## PROVIDED RECORDS
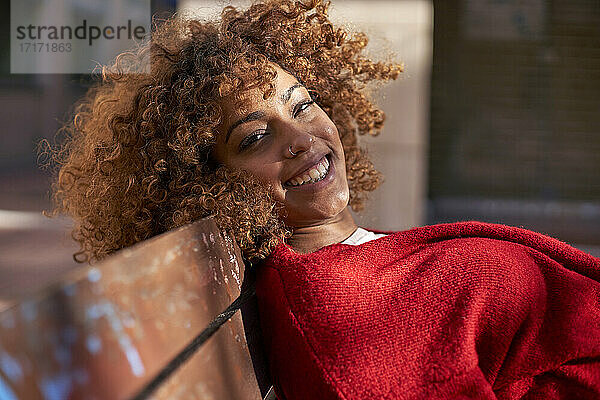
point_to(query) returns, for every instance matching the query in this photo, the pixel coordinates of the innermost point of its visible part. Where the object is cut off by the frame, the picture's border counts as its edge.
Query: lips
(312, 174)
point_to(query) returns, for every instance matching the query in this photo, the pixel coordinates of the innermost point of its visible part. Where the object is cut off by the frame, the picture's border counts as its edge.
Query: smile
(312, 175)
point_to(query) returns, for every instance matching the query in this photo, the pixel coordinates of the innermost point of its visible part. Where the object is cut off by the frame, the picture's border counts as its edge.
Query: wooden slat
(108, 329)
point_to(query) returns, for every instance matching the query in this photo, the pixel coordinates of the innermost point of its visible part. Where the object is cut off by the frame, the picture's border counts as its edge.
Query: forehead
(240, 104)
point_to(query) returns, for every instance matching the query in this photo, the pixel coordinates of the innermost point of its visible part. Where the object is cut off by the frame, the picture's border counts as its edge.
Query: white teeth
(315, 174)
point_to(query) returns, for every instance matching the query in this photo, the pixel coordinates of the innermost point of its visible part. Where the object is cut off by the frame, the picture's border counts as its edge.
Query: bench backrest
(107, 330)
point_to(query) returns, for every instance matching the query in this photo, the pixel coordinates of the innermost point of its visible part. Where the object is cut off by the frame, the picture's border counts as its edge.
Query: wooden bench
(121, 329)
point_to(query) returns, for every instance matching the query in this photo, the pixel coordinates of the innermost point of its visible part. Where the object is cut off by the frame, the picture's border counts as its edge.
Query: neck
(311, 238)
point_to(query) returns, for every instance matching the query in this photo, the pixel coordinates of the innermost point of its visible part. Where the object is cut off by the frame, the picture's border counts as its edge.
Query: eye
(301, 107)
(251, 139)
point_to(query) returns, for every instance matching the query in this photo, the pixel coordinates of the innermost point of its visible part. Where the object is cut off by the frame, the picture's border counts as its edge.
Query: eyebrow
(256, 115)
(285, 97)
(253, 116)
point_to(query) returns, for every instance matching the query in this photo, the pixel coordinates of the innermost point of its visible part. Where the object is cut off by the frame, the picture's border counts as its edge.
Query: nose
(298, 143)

--

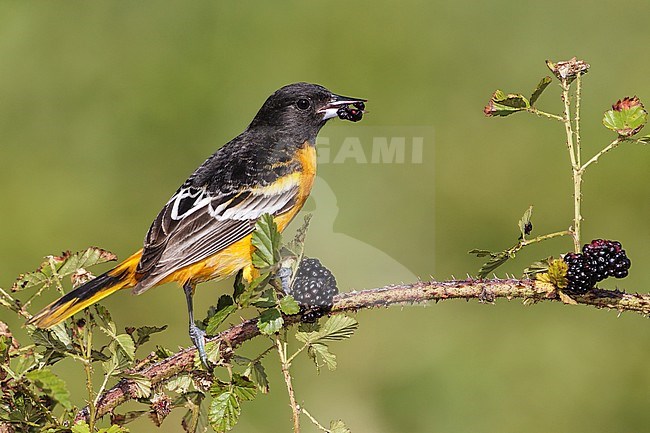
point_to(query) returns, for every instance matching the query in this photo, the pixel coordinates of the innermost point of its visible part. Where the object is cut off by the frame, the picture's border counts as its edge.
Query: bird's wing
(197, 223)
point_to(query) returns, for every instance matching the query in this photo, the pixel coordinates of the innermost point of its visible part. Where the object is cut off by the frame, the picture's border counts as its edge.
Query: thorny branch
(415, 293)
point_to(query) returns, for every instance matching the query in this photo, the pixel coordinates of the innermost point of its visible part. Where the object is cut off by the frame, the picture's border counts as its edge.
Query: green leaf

--

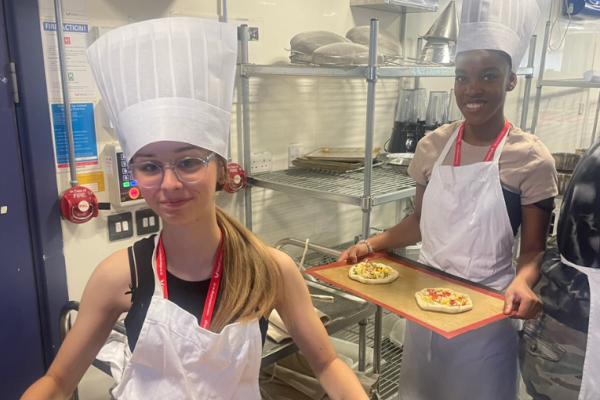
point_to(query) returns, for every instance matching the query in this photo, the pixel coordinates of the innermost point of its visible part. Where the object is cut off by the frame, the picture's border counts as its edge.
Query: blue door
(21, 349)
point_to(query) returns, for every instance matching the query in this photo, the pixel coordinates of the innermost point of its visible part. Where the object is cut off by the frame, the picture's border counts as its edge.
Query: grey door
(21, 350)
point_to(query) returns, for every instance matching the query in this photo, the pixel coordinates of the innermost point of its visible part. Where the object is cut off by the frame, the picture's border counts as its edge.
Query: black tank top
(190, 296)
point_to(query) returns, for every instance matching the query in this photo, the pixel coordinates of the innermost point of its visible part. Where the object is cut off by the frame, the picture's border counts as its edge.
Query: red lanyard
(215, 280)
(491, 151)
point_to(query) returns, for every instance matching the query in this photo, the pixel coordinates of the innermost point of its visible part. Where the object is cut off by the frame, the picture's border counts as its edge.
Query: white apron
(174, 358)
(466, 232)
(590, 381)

## TASK TO COMPLETE
Locate every line in the entries above that contains the word "bench", and copy each such line in full.

## COMPLETED TASK
Query: bench backrest
Query: wooden bench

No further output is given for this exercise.